(Position annotation records)
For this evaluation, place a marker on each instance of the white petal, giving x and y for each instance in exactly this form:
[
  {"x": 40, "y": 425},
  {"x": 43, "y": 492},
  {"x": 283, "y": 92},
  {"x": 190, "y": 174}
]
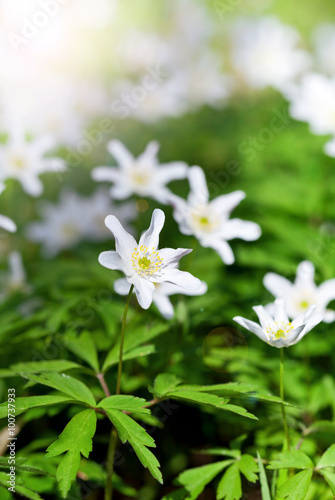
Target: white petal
[
  {"x": 222, "y": 248},
  {"x": 252, "y": 327},
  {"x": 199, "y": 191},
  {"x": 277, "y": 285},
  {"x": 226, "y": 203},
  {"x": 164, "y": 306},
  {"x": 120, "y": 153},
  {"x": 124, "y": 242},
  {"x": 280, "y": 311},
  {"x": 305, "y": 274},
  {"x": 263, "y": 316},
  {"x": 172, "y": 256},
  {"x": 110, "y": 174},
  {"x": 111, "y": 260},
  {"x": 122, "y": 286},
  {"x": 238, "y": 228},
  {"x": 7, "y": 224},
  {"x": 181, "y": 278},
  {"x": 326, "y": 292},
  {"x": 150, "y": 237},
  {"x": 144, "y": 290}
]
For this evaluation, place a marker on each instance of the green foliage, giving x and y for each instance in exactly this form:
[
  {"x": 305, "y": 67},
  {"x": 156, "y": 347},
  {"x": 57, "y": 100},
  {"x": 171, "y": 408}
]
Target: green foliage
[{"x": 75, "y": 440}]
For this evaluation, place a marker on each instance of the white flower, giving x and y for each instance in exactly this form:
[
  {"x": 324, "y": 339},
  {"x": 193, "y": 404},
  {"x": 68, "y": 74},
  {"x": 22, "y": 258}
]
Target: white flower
[
  {"x": 5, "y": 222},
  {"x": 75, "y": 218},
  {"x": 143, "y": 176},
  {"x": 208, "y": 220},
  {"x": 324, "y": 42},
  {"x": 265, "y": 53},
  {"x": 303, "y": 293},
  {"x": 277, "y": 330},
  {"x": 15, "y": 280},
  {"x": 160, "y": 296},
  {"x": 142, "y": 263},
  {"x": 313, "y": 101},
  {"x": 24, "y": 160}
]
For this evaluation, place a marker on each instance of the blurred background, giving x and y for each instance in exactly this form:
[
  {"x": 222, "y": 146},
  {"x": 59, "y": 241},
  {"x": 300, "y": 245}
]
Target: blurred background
[{"x": 243, "y": 88}]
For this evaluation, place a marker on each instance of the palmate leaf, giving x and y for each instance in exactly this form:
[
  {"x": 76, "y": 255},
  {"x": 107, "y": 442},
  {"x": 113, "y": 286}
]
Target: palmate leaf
[
  {"x": 195, "y": 480},
  {"x": 84, "y": 347},
  {"x": 75, "y": 440},
  {"x": 131, "y": 431},
  {"x": 327, "y": 459},
  {"x": 294, "y": 459},
  {"x": 208, "y": 399},
  {"x": 296, "y": 488},
  {"x": 23, "y": 404},
  {"x": 60, "y": 365},
  {"x": 230, "y": 487},
  {"x": 64, "y": 383},
  {"x": 125, "y": 403}
]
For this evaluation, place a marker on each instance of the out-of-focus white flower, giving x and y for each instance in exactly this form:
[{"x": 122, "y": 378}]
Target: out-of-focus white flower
[
  {"x": 143, "y": 263},
  {"x": 265, "y": 53},
  {"x": 160, "y": 296},
  {"x": 324, "y": 42},
  {"x": 277, "y": 330},
  {"x": 5, "y": 222},
  {"x": 143, "y": 176},
  {"x": 25, "y": 161},
  {"x": 75, "y": 218},
  {"x": 208, "y": 220},
  {"x": 15, "y": 280},
  {"x": 303, "y": 293},
  {"x": 313, "y": 101}
]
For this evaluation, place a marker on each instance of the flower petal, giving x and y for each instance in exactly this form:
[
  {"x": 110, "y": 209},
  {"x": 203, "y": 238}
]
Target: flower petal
[
  {"x": 252, "y": 327},
  {"x": 277, "y": 285},
  {"x": 124, "y": 242},
  {"x": 238, "y": 228},
  {"x": 181, "y": 278},
  {"x": 150, "y": 238},
  {"x": 111, "y": 260},
  {"x": 199, "y": 191},
  {"x": 120, "y": 153},
  {"x": 172, "y": 256},
  {"x": 226, "y": 203}
]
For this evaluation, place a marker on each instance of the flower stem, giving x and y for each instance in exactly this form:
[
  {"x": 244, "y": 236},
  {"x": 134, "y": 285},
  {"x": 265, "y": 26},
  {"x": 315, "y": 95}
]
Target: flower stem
[
  {"x": 114, "y": 436},
  {"x": 282, "y": 397}
]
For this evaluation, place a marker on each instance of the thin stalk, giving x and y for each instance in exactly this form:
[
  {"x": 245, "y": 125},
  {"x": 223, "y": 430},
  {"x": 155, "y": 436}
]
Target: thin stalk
[
  {"x": 114, "y": 436},
  {"x": 282, "y": 397}
]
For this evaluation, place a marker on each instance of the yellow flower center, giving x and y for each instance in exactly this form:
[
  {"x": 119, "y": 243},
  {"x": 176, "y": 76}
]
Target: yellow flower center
[{"x": 146, "y": 263}]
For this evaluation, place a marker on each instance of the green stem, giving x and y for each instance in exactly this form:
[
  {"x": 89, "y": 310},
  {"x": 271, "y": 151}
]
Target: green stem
[
  {"x": 282, "y": 397},
  {"x": 114, "y": 436}
]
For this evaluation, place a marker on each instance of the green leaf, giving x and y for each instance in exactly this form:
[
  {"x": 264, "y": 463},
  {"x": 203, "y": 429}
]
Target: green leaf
[
  {"x": 164, "y": 383},
  {"x": 125, "y": 403},
  {"x": 294, "y": 459},
  {"x": 66, "y": 384},
  {"x": 248, "y": 467},
  {"x": 208, "y": 399},
  {"x": 75, "y": 440},
  {"x": 195, "y": 480},
  {"x": 296, "y": 488},
  {"x": 327, "y": 459},
  {"x": 60, "y": 365},
  {"x": 330, "y": 478},
  {"x": 136, "y": 336},
  {"x": 131, "y": 431},
  {"x": 84, "y": 347},
  {"x": 263, "y": 479},
  {"x": 23, "y": 404},
  {"x": 230, "y": 487},
  {"x": 138, "y": 352}
]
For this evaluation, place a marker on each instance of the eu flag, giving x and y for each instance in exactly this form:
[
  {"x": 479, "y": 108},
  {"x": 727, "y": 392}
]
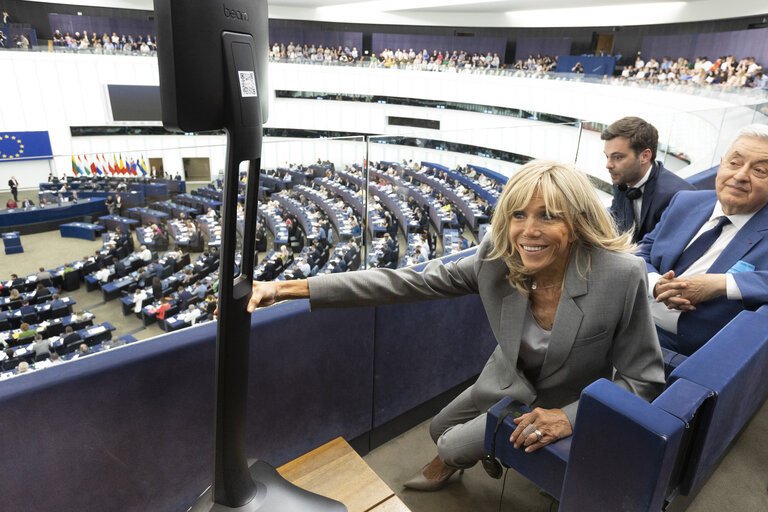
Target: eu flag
[{"x": 24, "y": 146}]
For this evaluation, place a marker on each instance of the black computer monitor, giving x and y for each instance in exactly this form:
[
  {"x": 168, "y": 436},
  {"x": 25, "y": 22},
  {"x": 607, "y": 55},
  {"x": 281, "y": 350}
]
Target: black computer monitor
[{"x": 190, "y": 53}]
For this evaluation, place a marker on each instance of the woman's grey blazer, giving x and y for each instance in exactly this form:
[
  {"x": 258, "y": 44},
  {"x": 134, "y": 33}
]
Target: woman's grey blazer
[{"x": 603, "y": 326}]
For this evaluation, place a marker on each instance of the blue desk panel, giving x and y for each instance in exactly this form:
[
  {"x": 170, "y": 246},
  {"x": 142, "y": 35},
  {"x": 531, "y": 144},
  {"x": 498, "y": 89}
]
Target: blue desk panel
[
  {"x": 592, "y": 65},
  {"x": 18, "y": 218},
  {"x": 81, "y": 230}
]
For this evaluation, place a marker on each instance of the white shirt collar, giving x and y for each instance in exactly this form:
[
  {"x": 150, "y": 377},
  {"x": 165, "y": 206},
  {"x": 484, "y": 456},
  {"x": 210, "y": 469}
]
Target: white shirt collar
[
  {"x": 644, "y": 179},
  {"x": 737, "y": 220}
]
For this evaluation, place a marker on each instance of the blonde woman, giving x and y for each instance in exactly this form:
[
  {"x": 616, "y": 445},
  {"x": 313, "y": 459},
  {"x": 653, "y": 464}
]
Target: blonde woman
[{"x": 566, "y": 301}]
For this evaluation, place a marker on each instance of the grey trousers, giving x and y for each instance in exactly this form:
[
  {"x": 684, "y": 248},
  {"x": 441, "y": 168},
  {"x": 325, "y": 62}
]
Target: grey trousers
[{"x": 459, "y": 432}]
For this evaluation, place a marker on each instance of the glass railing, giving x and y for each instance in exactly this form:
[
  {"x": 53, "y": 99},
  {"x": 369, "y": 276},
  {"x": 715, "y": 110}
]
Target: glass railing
[
  {"x": 680, "y": 86},
  {"x": 327, "y": 205}
]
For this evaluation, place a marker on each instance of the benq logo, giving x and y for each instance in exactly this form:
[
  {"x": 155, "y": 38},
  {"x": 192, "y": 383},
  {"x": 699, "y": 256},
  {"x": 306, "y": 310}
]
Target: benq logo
[{"x": 235, "y": 14}]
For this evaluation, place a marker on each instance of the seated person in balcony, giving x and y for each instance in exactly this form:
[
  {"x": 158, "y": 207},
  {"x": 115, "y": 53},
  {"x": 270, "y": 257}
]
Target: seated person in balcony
[
  {"x": 145, "y": 254},
  {"x": 120, "y": 270},
  {"x": 184, "y": 296},
  {"x": 707, "y": 259},
  {"x": 157, "y": 287},
  {"x": 57, "y": 303},
  {"x": 25, "y": 332},
  {"x": 15, "y": 281},
  {"x": 26, "y": 308},
  {"x": 41, "y": 292},
  {"x": 70, "y": 336},
  {"x": 547, "y": 275},
  {"x": 43, "y": 276},
  {"x": 41, "y": 346},
  {"x": 118, "y": 205},
  {"x": 110, "y": 204},
  {"x": 102, "y": 275},
  {"x": 642, "y": 187}
]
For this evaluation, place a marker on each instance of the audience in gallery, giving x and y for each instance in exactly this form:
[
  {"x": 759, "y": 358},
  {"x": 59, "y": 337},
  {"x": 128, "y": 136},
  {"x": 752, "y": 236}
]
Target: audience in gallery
[
  {"x": 107, "y": 44},
  {"x": 724, "y": 71},
  {"x": 401, "y": 58}
]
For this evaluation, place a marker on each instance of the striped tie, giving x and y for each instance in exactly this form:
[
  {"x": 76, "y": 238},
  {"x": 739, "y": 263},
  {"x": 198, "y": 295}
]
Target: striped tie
[{"x": 699, "y": 246}]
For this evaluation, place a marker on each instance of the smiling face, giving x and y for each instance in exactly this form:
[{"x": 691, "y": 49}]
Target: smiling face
[
  {"x": 624, "y": 166},
  {"x": 740, "y": 189},
  {"x": 542, "y": 239}
]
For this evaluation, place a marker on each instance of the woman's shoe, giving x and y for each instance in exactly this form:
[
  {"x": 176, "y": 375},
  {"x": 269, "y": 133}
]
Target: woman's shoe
[{"x": 421, "y": 483}]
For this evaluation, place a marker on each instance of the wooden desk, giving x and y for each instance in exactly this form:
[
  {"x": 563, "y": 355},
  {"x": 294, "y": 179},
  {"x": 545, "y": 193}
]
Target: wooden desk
[{"x": 335, "y": 470}]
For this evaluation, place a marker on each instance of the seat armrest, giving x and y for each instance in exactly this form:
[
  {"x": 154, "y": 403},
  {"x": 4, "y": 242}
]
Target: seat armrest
[{"x": 623, "y": 451}]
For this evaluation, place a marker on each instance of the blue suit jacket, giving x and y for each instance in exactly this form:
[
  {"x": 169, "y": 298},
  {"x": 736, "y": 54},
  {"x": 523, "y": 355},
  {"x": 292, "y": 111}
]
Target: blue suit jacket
[
  {"x": 657, "y": 192},
  {"x": 661, "y": 248}
]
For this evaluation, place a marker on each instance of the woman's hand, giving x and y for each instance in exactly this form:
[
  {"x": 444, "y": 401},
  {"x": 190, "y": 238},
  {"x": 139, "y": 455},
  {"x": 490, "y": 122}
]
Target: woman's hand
[
  {"x": 264, "y": 293},
  {"x": 552, "y": 423}
]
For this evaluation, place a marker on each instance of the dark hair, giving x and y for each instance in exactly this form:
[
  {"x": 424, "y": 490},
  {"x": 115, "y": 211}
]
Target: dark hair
[{"x": 642, "y": 135}]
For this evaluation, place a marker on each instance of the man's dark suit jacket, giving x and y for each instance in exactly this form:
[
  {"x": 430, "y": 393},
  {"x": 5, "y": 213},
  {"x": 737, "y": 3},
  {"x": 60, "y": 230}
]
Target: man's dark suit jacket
[
  {"x": 57, "y": 304},
  {"x": 24, "y": 310},
  {"x": 185, "y": 297},
  {"x": 661, "y": 249},
  {"x": 120, "y": 270},
  {"x": 71, "y": 338},
  {"x": 657, "y": 192}
]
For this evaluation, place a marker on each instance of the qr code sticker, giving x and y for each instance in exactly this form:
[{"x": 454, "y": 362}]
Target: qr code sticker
[{"x": 247, "y": 84}]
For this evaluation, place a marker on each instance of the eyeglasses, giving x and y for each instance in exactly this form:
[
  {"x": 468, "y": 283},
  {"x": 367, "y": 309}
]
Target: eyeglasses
[{"x": 759, "y": 172}]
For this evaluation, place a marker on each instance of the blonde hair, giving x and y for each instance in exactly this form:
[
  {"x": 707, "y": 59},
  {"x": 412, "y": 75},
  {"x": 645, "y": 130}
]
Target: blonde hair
[{"x": 567, "y": 194}]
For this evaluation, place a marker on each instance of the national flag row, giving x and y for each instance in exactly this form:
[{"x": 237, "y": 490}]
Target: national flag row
[{"x": 100, "y": 165}]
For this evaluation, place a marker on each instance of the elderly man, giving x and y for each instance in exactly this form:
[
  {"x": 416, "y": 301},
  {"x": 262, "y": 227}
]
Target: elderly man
[
  {"x": 642, "y": 187},
  {"x": 706, "y": 258}
]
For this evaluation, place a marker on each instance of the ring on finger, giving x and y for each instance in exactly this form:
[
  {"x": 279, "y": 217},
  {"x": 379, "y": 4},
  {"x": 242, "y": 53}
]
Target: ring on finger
[{"x": 528, "y": 430}]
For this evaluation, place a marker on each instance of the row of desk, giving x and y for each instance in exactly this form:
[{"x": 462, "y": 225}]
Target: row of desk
[{"x": 38, "y": 218}]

> Task objective: Using the material above, extract the line that contains "of the elderly" and every line after it, exactly as given; stop at the last line.

> Output for this task:
For this evaluation, place a marker on each instance of the elderly man, giving x and y for each instance in exactly this form:
[
  {"x": 416, "y": 301},
  {"x": 262, "y": 227}
]
Target: elderly man
[
  {"x": 642, "y": 187},
  {"x": 706, "y": 258}
]
For this evaluation, place a marker on each instance of the ring on finger, giving x and y for each instance in exactly this form:
[
  {"x": 279, "y": 217},
  {"x": 379, "y": 4},
  {"x": 242, "y": 53}
]
Target: ring on finger
[{"x": 528, "y": 430}]
For this evaluation, place a marker on each instance of the row of desk, giving x and y for each instance in exactly this form:
[{"x": 462, "y": 225}]
Target: row of desk
[{"x": 38, "y": 218}]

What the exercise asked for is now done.